### PROBLEM DETAILS
Set down every line of the entries below without changing a single character.

### AVAILABLE RECORDS
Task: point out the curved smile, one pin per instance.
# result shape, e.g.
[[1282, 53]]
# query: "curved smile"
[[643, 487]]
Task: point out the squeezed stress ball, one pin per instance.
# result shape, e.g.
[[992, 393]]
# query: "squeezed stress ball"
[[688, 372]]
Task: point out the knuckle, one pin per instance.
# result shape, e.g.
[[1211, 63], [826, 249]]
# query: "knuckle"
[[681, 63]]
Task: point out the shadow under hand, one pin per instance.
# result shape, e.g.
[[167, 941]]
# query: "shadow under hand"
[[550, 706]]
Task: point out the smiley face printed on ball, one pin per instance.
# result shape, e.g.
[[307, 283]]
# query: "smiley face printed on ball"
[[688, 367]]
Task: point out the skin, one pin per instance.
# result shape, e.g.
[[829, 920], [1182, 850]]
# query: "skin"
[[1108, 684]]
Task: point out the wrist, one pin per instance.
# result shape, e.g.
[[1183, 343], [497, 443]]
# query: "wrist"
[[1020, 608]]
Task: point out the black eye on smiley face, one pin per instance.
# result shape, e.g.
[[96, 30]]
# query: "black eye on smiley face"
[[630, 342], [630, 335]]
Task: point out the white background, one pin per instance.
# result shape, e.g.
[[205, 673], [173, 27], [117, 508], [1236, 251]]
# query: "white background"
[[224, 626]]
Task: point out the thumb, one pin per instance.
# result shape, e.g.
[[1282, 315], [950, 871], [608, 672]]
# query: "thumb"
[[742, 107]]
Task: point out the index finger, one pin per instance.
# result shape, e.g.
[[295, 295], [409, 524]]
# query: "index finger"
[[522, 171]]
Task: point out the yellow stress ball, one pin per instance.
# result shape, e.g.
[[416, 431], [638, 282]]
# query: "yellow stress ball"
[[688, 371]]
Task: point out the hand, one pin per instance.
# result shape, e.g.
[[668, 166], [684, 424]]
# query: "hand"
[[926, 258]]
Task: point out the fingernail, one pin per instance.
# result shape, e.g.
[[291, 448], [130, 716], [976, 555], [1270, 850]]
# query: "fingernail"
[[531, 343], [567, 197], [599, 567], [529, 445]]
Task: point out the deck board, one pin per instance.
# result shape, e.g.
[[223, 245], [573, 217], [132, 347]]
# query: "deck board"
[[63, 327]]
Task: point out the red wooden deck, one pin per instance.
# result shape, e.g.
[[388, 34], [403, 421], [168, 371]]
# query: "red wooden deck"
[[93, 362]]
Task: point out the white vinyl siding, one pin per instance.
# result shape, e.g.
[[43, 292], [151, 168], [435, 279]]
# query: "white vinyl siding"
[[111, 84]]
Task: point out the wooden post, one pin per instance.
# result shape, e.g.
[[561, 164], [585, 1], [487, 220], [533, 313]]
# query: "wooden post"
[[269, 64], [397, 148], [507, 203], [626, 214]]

### ANSWER TO THE PROBLEM
Task: point out the curved smile, one pin per instance.
# result shape, e.g.
[[1282, 53]]
# query: "curved smile"
[[643, 487]]
Task: point out the squeezed stress ball, one pin per instance.
# result shape, e.g.
[[992, 393]]
# query: "squeezed stress ball"
[[688, 372]]
Task: point out the knuckle, one pin per instance.
# result shape, e.g.
[[1211, 63], [826, 249]]
# query: "knuckle"
[[681, 63]]
Task: point out the shadow under hand, one pin per instance.
# result shape, e.g.
[[167, 941]]
# query: "shadow under hand"
[[550, 706]]
Task: point out the smiley face printed on ball, one pin per instance.
# result shape, e.g.
[[307, 283]]
# query: "smiley face printed on ball"
[[688, 367]]
Task: point out the skin, one pin per instance.
# result shape, e.g.
[[829, 920], [1182, 850]]
# query: "skin"
[[1108, 684]]
Task: point out the wrist, one pin per instance.
# result shape, e.g.
[[1183, 343], [497, 443]]
# query: "wrist"
[[1020, 608]]
Task: point out the black eye on smiley face, one pin per instance.
# result shape, e.g.
[[96, 30]]
# query: "black eye on smiley face"
[[630, 342], [630, 335]]
Task: point out the white background, one pin per instance.
# result shape, e.g.
[[205, 673], [173, 27], [117, 508], [1236, 251]]
# query: "white background"
[[224, 626]]
Task: point out the thumb, one pin per instance.
# result shape, e.g.
[[1282, 315], [950, 871], [608, 672]]
# query: "thumb"
[[742, 107]]
Task: point out the index finger, one pin per instance.
# result shape, e.g.
[[295, 295], [409, 524]]
# query: "index finger"
[[522, 171]]
Task: point out the yellow stress ball, one pin per instance.
# result shape, e.g.
[[416, 431], [638, 282]]
# query: "yellow stress ball"
[[688, 371]]
Task: point out the hand, one pin per instance.
# result shape, e.g.
[[668, 166], [684, 424]]
# query: "hand"
[[926, 258]]
Task: point out the fingernail, one pin per instance.
# result shape, e.g.
[[291, 448], [130, 716], [976, 555], [1270, 850]]
# query: "fingernail"
[[531, 343], [567, 197], [599, 567], [529, 445]]
Task: point out the deck board, one pin per instance.
# result shape, e.g.
[[223, 245], [573, 217], [132, 347]]
# query: "deck board"
[[63, 327]]
Task: point out the red wooden deck, one pin per instance.
# result shape, e.g.
[[388, 34], [403, 421], [168, 371]]
# query: "red wooden deck"
[[93, 362]]
Task: point out the white vinyl siding, one pin per instance.
# result shape, e.g.
[[43, 292], [151, 168], [435, 279]]
# query: "white vinyl siding"
[[111, 84]]
Task: point out the wooden post, one pin per instance.
# result shape, e.g.
[[561, 164], [585, 1], [487, 220], [533, 313]]
# query: "wooden post"
[[269, 64], [397, 148], [507, 203], [626, 214]]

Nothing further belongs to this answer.